→ **Your objective**
Copy the news article below about the Littleton school tax measure word for word.

Littleton Public Schools wins tax increase to offset faltering state support

Ballot Issue 4C passes solidly; will stave off 'draconian' cuts


Littleton Public Schools will stave off what district officials called catastrophic cuts after voters solidly approved Ballot Issue 4C, which raises property taxes to make up for eroding state support exacerbated by the COVID-19 pandemic.

The measure was passing with 57.9% support in preliminary returns on Nov. 3, making it the latest in a long series of tax measures supporting the district passed by voters.

The measure approves a mill levy override that aims to raise $12 million in its first year, in efforts to offset slashed state funding and increased expenses related to the pandemic.

Had the measure failed, the cuts likely would have been wide-ranging, from layoffs to deep cuts to bus transportation, athletics and programs like Options High School.

Superintendent Brian Ewert said the measure passing means stability in an uncertain time.

“Without this, we would have been changing the face of the district,” Ewert said. “The community stepped up for us, which is pretty amazing considering we're in an economic downturn as well as a pandemic.”

The district, which serves about 15,000 students, is facing reduced state funding of about $18.5 million in the 2020-2021 school year, part of ongoing statewide cuts stretching back to the Great Recession called the “negative factor” — a policy of withholding funds otherwise due to schools under the terms of Amendment 23.

The $18.5 million shortfall is more than double the "negative factor" imposed on Littleton in the 2019-2020 school year, largely as fallout from $3.3 billion in statewide cuts approved by the Colorado legislature in May as coronavirus wreaked havoc on state tax revenue collection.

The gap between the state cuts and the federal funds this year will be exacerbated by a further $4.2 million in cuts already approved by the LPS school board last fall, caused by rising costs and stagnant state funding, spurring the district to eliminate 17 positions.

→ **Provided records**
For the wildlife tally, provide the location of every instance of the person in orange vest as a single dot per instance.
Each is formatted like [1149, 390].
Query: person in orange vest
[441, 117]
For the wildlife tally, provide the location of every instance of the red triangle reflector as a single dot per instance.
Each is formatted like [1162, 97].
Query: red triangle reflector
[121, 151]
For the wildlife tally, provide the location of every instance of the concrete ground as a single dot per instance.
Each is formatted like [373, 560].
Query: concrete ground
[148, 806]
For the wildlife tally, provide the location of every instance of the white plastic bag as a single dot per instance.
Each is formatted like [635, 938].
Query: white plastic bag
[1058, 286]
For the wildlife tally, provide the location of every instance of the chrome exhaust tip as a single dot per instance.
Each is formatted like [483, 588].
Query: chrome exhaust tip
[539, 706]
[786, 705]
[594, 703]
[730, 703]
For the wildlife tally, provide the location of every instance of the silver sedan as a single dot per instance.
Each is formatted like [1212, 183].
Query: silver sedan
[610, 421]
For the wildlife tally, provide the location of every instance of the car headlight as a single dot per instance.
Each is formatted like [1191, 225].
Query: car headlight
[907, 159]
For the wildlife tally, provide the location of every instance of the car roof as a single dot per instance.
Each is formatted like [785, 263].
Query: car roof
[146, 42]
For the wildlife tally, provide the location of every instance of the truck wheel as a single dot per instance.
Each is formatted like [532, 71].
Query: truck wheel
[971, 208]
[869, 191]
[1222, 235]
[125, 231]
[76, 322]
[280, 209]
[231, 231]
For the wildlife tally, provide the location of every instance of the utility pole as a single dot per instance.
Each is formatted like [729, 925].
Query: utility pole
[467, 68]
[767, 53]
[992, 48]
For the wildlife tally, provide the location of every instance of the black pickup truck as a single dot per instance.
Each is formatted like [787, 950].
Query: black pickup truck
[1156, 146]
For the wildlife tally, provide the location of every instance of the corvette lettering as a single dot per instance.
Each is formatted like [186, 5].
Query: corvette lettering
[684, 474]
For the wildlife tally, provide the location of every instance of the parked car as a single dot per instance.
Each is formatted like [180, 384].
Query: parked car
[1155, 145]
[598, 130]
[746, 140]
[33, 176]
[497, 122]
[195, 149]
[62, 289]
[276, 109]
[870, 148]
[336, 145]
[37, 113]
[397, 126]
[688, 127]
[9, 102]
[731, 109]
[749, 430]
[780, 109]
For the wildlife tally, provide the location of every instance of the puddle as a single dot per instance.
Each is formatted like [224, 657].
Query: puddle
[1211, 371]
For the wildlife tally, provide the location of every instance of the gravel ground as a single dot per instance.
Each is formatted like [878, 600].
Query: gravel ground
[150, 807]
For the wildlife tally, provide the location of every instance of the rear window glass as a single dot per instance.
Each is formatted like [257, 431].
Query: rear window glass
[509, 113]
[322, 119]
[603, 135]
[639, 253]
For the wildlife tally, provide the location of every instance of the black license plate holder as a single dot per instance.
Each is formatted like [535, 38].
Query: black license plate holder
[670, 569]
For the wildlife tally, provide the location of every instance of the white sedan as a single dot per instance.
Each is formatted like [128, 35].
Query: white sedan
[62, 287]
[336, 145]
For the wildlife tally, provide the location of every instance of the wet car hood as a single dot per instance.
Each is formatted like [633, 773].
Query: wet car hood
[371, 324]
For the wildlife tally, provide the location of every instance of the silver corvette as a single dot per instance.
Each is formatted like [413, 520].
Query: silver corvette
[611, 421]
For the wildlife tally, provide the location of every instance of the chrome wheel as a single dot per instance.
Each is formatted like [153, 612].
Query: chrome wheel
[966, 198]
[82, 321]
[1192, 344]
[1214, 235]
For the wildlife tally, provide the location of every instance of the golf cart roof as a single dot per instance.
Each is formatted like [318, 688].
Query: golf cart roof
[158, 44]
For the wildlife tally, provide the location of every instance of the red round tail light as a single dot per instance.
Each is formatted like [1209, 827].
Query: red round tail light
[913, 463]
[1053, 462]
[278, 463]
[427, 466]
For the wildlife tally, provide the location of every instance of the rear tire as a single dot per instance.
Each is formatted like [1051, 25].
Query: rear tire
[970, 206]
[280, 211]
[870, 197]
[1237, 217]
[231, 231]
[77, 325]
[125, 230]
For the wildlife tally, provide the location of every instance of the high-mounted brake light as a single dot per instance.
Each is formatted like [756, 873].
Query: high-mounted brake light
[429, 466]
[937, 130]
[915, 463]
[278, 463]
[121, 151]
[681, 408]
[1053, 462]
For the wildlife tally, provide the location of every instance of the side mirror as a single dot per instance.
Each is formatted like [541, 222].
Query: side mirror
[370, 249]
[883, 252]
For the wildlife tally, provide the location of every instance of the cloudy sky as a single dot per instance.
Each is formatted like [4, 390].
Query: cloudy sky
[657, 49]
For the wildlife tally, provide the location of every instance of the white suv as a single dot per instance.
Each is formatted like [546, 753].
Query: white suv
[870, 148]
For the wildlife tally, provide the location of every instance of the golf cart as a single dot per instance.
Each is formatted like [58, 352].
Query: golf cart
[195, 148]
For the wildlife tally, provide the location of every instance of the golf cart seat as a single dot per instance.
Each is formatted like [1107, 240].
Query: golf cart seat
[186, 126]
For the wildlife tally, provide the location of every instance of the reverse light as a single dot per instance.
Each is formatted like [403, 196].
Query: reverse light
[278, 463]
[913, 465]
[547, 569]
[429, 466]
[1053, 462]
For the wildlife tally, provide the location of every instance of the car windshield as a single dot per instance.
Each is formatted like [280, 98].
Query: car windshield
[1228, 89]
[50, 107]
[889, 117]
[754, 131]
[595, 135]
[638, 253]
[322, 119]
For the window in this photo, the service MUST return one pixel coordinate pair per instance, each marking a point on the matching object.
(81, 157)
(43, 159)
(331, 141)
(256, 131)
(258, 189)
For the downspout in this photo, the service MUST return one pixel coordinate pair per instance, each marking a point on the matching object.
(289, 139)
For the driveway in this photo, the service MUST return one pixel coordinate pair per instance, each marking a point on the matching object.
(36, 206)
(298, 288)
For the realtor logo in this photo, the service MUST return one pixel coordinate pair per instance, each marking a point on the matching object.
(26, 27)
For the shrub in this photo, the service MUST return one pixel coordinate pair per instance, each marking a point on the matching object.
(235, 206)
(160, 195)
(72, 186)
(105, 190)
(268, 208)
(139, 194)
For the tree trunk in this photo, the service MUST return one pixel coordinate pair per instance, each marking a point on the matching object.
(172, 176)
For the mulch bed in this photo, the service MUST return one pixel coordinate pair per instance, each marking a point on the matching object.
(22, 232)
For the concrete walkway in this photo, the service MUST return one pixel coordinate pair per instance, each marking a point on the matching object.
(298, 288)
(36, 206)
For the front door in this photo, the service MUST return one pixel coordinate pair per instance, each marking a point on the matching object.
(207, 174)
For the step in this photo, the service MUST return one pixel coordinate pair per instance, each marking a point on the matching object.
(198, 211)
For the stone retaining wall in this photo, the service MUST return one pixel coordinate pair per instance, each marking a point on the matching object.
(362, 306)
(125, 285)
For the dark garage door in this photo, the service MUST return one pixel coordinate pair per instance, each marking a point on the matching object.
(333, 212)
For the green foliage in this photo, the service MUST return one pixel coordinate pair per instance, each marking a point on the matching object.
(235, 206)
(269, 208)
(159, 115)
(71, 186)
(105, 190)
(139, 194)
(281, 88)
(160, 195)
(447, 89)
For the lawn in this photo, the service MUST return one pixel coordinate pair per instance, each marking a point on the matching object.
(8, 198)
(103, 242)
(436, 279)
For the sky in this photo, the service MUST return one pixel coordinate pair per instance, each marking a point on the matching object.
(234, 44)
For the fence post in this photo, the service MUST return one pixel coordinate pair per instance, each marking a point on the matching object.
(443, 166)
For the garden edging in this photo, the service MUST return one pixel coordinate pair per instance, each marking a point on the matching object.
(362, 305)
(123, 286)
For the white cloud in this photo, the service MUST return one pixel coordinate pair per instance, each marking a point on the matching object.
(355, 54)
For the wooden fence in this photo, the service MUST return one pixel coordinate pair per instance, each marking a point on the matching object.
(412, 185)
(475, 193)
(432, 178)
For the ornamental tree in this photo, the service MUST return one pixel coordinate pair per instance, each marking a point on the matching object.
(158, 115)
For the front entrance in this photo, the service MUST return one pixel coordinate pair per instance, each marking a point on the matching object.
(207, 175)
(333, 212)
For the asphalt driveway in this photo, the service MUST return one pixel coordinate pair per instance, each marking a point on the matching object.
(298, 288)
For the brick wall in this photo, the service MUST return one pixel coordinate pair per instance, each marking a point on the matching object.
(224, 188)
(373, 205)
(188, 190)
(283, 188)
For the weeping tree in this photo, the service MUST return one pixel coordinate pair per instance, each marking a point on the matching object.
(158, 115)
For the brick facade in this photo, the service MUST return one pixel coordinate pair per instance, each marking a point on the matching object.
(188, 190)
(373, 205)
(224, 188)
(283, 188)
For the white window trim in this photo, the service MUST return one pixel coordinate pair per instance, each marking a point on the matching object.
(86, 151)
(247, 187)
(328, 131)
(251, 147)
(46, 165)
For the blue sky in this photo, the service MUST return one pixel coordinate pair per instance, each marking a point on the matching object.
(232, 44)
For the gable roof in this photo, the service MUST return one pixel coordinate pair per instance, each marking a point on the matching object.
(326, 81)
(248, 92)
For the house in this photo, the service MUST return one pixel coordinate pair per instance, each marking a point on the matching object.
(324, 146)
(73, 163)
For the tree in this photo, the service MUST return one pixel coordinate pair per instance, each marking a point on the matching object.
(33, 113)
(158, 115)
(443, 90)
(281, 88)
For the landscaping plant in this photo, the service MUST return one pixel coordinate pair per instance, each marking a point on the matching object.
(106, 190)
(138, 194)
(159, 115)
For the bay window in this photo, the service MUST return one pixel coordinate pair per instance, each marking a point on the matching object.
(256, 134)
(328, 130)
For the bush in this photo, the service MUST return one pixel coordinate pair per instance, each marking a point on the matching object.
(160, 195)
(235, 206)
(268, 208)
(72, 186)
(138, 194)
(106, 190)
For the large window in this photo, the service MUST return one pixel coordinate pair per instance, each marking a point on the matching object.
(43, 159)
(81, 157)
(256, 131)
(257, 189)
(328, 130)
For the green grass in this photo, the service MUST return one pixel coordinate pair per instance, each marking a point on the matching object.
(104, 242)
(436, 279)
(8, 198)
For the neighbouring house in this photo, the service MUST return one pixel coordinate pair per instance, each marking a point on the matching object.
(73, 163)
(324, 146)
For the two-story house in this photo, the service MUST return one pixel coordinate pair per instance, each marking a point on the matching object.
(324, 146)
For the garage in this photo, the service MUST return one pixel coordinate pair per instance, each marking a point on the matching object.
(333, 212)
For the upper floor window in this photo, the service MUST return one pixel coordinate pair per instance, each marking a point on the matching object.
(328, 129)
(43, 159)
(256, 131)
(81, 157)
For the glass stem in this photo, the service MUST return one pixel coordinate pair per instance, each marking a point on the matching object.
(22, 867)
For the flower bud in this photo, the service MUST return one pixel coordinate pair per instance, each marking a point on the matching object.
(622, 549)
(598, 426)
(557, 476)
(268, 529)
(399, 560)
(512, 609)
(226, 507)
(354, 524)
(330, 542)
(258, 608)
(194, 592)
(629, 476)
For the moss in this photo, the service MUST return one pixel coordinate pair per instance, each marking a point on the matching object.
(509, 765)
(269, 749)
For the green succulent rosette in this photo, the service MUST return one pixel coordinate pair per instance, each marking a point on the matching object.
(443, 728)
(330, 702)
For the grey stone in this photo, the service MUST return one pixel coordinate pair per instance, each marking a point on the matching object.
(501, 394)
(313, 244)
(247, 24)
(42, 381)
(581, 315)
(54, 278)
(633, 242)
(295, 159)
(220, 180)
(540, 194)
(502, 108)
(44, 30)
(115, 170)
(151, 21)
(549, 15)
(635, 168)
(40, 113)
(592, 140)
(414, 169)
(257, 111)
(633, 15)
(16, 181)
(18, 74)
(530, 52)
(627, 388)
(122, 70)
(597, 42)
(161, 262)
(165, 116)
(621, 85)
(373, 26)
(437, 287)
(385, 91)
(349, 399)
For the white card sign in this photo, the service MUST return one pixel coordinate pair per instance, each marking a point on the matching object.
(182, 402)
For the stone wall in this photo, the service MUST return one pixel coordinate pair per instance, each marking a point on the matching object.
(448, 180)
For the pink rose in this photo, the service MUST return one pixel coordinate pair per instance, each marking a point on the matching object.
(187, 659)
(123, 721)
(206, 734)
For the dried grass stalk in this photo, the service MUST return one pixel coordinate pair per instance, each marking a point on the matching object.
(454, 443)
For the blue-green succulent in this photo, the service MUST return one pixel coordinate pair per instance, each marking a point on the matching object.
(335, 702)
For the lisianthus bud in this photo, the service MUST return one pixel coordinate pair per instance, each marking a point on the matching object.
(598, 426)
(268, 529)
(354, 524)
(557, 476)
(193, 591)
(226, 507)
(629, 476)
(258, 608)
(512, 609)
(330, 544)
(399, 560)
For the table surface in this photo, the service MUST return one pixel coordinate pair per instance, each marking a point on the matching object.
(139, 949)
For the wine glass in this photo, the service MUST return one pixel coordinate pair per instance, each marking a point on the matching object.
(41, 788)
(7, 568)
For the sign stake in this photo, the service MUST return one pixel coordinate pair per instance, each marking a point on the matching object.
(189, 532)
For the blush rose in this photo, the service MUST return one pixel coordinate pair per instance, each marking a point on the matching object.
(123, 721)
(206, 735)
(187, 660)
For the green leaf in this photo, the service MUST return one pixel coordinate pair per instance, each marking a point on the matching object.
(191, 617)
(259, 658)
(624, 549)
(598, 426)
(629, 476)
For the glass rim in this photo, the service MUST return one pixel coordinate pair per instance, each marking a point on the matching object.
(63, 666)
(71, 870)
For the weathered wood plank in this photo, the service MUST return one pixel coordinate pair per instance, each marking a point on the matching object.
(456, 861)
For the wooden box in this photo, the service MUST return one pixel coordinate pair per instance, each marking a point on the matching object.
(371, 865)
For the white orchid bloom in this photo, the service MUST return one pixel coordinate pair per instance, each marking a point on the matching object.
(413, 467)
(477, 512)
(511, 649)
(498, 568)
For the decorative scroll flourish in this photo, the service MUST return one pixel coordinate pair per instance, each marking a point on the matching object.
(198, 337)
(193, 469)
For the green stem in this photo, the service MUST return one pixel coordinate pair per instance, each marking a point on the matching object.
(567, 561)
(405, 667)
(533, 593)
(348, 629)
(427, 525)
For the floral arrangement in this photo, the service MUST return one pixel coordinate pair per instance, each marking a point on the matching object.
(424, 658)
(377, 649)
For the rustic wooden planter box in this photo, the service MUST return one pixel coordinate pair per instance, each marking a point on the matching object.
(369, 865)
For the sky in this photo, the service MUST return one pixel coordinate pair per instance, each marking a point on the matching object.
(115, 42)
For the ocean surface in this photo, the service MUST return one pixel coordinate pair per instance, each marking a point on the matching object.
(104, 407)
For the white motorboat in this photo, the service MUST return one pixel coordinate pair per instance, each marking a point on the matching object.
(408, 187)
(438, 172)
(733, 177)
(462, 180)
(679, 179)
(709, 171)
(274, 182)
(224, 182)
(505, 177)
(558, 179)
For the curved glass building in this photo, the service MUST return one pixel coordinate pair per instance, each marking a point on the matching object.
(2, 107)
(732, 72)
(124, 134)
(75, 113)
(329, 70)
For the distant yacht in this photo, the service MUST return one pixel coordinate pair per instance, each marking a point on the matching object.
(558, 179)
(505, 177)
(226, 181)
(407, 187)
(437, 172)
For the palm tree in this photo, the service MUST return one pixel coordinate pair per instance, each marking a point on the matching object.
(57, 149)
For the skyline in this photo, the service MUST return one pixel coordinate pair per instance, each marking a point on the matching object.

→ **Solution**
Littleton Public Schools wins tax increase to offset faltering state support

Ballot Issue 4C passes solidly; will stave off 'draconian' cuts


Littleton Public Schools will stave off what district officials called catastrophic cuts after voters solidly approved Ballot Issue 4C, which raises property taxes to make up for eroding state support exacerbated by the COVID-19 pandemic.

The measure was passing with 57.9% support in preliminary returns on Nov. 3, making it the latest in a long series of tax measures supporting the district passed by voters.

The measure approves a mill levy override that aims to raise $12 million in its first year, in efforts to offset slashed state funding and increased expenses related to the pandemic.

Had the measure failed, the cuts likely would have been wide-ranging, from layoffs to deep cuts to bus transportation, athletics and programs like Options High School.

Superintendent Brian Ewert said the measure passing means stability in an uncertain time.

“Without this, we would have been changing the face of the district,” Ewert said. “The community stepped up for us, which is pretty amazing considering we're in an economic downturn as well as a pandemic.”

The district, which serves about 15,000 students, is facing reduced state funding of about $18.5 million in the 2020-2021 school year, part of ongoing statewide cuts stretching back to the Great Recession called the “negative factor” — a policy of withholding funds otherwise due to schools under the terms of Amendment 23.

The $18.5 million shortfall is more than double the "negative factor" imposed on Littleton in the 2019-2020 school year, largely as fallout from $3.3 billion in statewide cuts approved by the Colorado legislature in May as coronavirus wreaked havoc on state tax revenue collection.

The gap between the state cuts and the federal funds this year will be exacerbated by a further $4.2 million in cuts already approved by the LPS school board last fall, caused by rising costs and stagnant state funding, spurring the district to eliminate 17 positions.